DOCUMENT EXTRACT:
Medicaid is a joint program of the Federal government and the States, and was started in 1965. Medicaid provides benefits and financial assistance to lower-income level individuals who have no health insurance coverage. The program always had a condition which allowed states to recover from the expenses they provided by requiring the individual’s assets as repayment for the long time care and services provided to them after their death.
Congress passed the Omnibus Budget Reconciliation Act in 1993. This called for states to employ a Medicaid Estate Recovery Program. The OBRA 93 stipulated that states must pursue recovering costs for medical assistance which include nursing home or other long-term institutional services, home and community based services, hospital and prescription drug services given to the recipient while they were in a nursing facility or home, and other services included in the Medicaid program.
An estate is any property, bank account, excess finances in a burial trust, or other assets where the Medicaid recipient had any legal interest. This also encompassed jointly owned property, trusts, and life estates.

(Saved entries)

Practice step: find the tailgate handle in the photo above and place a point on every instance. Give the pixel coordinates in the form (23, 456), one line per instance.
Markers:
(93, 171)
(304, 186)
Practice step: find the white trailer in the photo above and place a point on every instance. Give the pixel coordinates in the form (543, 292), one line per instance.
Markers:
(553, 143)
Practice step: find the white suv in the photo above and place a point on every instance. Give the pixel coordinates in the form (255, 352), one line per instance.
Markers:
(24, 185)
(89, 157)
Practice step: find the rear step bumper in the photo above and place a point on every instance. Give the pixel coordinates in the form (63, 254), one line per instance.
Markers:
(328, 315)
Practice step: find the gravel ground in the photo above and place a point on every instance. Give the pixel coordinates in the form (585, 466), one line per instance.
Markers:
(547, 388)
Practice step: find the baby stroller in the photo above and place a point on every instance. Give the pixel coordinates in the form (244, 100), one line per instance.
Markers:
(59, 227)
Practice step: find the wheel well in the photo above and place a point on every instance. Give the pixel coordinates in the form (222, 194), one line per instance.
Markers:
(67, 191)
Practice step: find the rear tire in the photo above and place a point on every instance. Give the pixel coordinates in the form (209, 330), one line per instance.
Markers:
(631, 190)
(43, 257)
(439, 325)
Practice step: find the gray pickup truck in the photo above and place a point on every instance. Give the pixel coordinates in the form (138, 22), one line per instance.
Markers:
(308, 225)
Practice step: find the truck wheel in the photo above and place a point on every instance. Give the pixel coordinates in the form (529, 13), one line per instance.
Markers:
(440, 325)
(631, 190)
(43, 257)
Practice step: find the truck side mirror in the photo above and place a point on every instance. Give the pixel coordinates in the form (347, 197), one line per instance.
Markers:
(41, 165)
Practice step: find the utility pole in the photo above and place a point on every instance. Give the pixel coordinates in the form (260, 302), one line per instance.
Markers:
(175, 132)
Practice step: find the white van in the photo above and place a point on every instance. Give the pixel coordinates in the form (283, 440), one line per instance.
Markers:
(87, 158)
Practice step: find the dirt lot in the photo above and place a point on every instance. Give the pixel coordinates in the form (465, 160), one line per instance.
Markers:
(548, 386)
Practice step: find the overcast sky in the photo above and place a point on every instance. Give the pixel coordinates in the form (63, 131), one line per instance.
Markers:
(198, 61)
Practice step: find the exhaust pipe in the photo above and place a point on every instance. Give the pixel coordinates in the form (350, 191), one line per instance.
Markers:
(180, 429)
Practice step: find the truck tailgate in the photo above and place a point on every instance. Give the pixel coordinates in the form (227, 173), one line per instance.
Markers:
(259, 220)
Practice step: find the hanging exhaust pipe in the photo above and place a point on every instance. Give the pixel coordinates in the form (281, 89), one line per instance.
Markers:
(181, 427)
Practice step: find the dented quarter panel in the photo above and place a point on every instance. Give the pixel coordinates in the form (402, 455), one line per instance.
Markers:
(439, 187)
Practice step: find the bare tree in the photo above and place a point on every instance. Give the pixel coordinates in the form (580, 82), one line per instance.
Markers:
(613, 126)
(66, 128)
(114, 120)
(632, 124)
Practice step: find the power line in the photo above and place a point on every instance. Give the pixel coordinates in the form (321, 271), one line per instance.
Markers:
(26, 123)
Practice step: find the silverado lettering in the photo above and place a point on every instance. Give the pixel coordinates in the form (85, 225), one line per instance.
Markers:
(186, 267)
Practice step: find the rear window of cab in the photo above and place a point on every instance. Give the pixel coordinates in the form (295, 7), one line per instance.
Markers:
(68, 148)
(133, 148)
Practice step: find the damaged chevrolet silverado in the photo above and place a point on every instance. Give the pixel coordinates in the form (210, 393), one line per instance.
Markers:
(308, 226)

INSTRUCTIONS:
(A) Write out the Medicaid passage starting with "Congress passed the" and going on through "and life estates.", substituting "beneficiary" for "recipient".
(B) According to the Medicaid passage, in what year did Congress pass the Omnibus Budget Reconciliation Act?

LIST OF ANSWERS:
(A)
Congress passed the Omnibus Budget Reconciliation Act in 1993. This called for states to employ a Medicaid Estate Recovery Program. The OBRA 93 stipulated that states must pursue recovering costs for medical assistance which include nursing home or other long-term institutional services, home and community based services, hospital and prescription drug services given to the beneficiary while they were in a nursing facility or home, and other services included in the Medicaid program.
An estate is any property, bank account, excess finances in a burial trust, or other assets where the Medicaid beneficiary had any legal interest. This also encompassed jointly owned property, trusts, and life estates.

(B) 1993